> **WORK TO BE COMPLETED**
All the entries that follow must be written out again exactly.

(Region pointing data)
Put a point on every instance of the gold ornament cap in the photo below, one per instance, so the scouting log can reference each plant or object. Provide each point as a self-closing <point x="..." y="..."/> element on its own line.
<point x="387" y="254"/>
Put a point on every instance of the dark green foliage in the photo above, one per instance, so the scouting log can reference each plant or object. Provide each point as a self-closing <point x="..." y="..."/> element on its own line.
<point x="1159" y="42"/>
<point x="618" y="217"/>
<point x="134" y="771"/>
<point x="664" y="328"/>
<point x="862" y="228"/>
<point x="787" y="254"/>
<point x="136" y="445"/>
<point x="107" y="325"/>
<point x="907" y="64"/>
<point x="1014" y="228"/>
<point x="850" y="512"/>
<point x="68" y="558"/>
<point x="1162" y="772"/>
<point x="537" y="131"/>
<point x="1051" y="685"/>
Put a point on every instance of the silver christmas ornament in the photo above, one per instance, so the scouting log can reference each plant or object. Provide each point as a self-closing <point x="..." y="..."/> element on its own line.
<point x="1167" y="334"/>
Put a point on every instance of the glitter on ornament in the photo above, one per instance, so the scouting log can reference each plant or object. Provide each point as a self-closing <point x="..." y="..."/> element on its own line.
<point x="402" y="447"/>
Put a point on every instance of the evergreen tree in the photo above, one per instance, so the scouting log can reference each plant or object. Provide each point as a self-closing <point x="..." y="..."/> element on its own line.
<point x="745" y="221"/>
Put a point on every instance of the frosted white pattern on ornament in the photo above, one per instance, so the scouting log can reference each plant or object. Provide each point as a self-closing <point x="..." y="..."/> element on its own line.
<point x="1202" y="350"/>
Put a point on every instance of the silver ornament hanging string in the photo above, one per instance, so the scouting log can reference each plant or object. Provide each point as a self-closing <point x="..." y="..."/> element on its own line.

> **TASK OUTPUT**
Put a point on every instance of the gold ornament cap in the photo below, one per instance, so the scouting log can reference each plant or object. Provide each point as a self-closing <point x="..." y="..."/> element on its own line.
<point x="387" y="254"/>
Put a point on every instance of the dark green foliage in the photo above, one per instance, so the scouting log can reference each plant or object. Provide each point as a self-closing <point x="..." y="..."/> element on its own line.
<point x="1159" y="42"/>
<point x="618" y="217"/>
<point x="134" y="771"/>
<point x="664" y="328"/>
<point x="862" y="228"/>
<point x="787" y="254"/>
<point x="136" y="445"/>
<point x="107" y="325"/>
<point x="907" y="64"/>
<point x="1014" y="228"/>
<point x="850" y="512"/>
<point x="68" y="558"/>
<point x="1162" y="772"/>
<point x="537" y="131"/>
<point x="1051" y="685"/>
Put a point on every instance of the silver christmas ornament in the photo above, one per instance, so the scouting log can reference each plant or object. Provide each point as a self-closing <point x="..." y="..."/> element on its own line.
<point x="1167" y="334"/>
Put a point on every instance of the glitter on ornament in the photo above, one per instance, so the scouting log can reference each plant or object. Provide each point as a self-closing <point x="..." y="..."/> element on its own line.
<point x="402" y="447"/>
Put a point on every instance of the evergreen tree in the photo above, one per instance, so the scouting log can reference each plant or object. Provide each point as a self-closing <point x="..." y="..."/> element on its own line.
<point x="745" y="221"/>
Put a point on every instance of the frosted white pattern on ornament in the photo above, one per instance, so the scouting log can reference each plant or object. Provide each point as a self-closing <point x="..." y="..."/> element on its own line.
<point x="1202" y="350"/>
Put a point on every instance of the silver ornament hanging string in the photo above, one per instance, so the scouting log can reference each plant or object. Provide each point as a self-closing <point x="..." y="..."/> element on its own line.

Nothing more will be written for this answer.